▸ AUFGABE
Ändern Sie das gesamte folgende Material, indem Sie es vollständig wiedergeben und dabei jedes Vorkommen von „Annotation task“ durch „Labeling task“ ersetzen. Alles Übrige bleibt unverändert.

▸ Einträge mit beschrifteten Begrenzungsrahmen
%%

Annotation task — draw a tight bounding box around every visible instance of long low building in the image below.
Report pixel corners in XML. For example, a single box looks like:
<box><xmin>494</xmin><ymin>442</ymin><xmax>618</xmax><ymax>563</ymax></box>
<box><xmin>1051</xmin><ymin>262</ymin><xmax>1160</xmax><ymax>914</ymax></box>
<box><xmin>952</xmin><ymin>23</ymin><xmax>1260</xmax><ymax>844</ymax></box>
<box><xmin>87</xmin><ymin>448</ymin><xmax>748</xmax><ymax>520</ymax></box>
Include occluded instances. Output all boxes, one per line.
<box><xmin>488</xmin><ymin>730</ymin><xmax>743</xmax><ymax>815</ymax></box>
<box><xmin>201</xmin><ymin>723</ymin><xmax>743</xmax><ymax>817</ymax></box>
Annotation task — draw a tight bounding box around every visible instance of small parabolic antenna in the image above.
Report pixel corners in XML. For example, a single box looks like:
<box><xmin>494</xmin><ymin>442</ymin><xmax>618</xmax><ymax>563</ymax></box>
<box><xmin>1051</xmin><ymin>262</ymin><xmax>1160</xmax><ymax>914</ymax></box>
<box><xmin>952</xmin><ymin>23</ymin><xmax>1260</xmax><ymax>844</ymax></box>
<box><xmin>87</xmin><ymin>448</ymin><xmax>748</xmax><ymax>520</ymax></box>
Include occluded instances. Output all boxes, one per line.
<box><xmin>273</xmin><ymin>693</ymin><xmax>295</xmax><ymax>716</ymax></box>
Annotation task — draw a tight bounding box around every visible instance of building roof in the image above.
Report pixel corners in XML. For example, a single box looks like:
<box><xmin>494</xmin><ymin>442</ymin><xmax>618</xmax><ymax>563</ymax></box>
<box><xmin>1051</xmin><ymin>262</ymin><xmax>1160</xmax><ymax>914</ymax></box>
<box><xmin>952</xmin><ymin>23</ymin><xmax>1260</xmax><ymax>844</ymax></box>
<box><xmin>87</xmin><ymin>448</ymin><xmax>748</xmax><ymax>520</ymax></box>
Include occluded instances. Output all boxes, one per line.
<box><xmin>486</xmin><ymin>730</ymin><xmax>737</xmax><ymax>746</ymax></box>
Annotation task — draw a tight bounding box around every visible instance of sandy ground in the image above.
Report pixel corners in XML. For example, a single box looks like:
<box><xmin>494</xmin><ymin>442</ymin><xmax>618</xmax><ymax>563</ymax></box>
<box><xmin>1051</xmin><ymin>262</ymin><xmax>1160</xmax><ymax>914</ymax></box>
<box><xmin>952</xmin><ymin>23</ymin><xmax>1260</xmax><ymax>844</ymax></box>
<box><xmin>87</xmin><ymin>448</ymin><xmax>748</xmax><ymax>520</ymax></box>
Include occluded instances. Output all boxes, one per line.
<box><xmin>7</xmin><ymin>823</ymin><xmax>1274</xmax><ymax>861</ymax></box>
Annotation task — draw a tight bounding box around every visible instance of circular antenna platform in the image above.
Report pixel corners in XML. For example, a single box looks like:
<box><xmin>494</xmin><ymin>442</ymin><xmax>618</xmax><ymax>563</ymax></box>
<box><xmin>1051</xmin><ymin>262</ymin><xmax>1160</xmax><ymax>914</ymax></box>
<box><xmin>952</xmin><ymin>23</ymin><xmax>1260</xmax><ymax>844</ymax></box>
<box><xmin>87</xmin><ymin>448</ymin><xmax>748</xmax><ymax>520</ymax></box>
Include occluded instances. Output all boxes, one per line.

%%

▸ LÖSUNG
Labeling task — draw a tight bounding box around every visible instance of long low building in the image below.
Report pixel corners in XML. For example, a single box looks like:
<box><xmin>494</xmin><ymin>442</ymin><xmax>618</xmax><ymax>563</ymax></box>
<box><xmin>1051</xmin><ymin>262</ymin><xmax>1160</xmax><ymax>914</ymax></box>
<box><xmin>952</xmin><ymin>23</ymin><xmax>1260</xmax><ymax>844</ymax></box>
<box><xmin>87</xmin><ymin>448</ymin><xmax>748</xmax><ymax>520</ymax></box>
Include occluded instances. Output all boxes, one per line.
<box><xmin>488</xmin><ymin>730</ymin><xmax>743</xmax><ymax>815</ymax></box>
<box><xmin>201</xmin><ymin>723</ymin><xmax>743</xmax><ymax>817</ymax></box>
Labeling task — draw a tight bounding box around every visible instance of small parabolic antenna in the image above.
Report pixel corners in XML. For example, a single box looks like:
<box><xmin>494</xmin><ymin>442</ymin><xmax>618</xmax><ymax>563</ymax></box>
<box><xmin>1051</xmin><ymin>262</ymin><xmax>1160</xmax><ymax>914</ymax></box>
<box><xmin>952</xmin><ymin>23</ymin><xmax>1260</xmax><ymax>844</ymax></box>
<box><xmin>87</xmin><ymin>448</ymin><xmax>748</xmax><ymax>520</ymax></box>
Include occluded instances. Output all boxes, one per line.
<box><xmin>273</xmin><ymin>693</ymin><xmax>295</xmax><ymax>716</ymax></box>
Labeling task — draw a tight bounding box around every visible instance of building roof in the image above.
Report pixel corners in XML. For example, a single box looks like:
<box><xmin>494</xmin><ymin>442</ymin><xmax>618</xmax><ymax>563</ymax></box>
<box><xmin>1051</xmin><ymin>262</ymin><xmax>1160</xmax><ymax>914</ymax></box>
<box><xmin>952</xmin><ymin>23</ymin><xmax>1260</xmax><ymax>844</ymax></box>
<box><xmin>87</xmin><ymin>448</ymin><xmax>748</xmax><ymax>520</ymax></box>
Include occluded instances. Output all boxes, one per line.
<box><xmin>486</xmin><ymin>730</ymin><xmax>737</xmax><ymax>746</ymax></box>
Labeling task — draw a tight bounding box around every visible instance of sandy ground in the image above.
Report pixel corners in XML. For example, a single box looks like:
<box><xmin>494</xmin><ymin>442</ymin><xmax>618</xmax><ymax>563</ymax></box>
<box><xmin>1051</xmin><ymin>262</ymin><xmax>1160</xmax><ymax>914</ymax></box>
<box><xmin>952</xmin><ymin>23</ymin><xmax>1260</xmax><ymax>844</ymax></box>
<box><xmin>87</xmin><ymin>448</ymin><xmax>748</xmax><ymax>520</ymax></box>
Include occluded instances. Output all boxes, one per line.
<box><xmin>7</xmin><ymin>823</ymin><xmax>1274</xmax><ymax>861</ymax></box>
Labeling task — draw a tight bounding box around every visible instance of circular antenna platform in the image above.
Report pixel corners in XML. For example, a single box looks like:
<box><xmin>494</xmin><ymin>442</ymin><xmax>618</xmax><ymax>563</ymax></box>
<box><xmin>1051</xmin><ymin>262</ymin><xmax>1160</xmax><ymax>914</ymax></box>
<box><xmin>952</xmin><ymin>23</ymin><xmax>1260</xmax><ymax>844</ymax></box>
<box><xmin>87</xmin><ymin>448</ymin><xmax>748</xmax><ymax>520</ymax></box>
Include occluded instances. Output all boxes, one per line.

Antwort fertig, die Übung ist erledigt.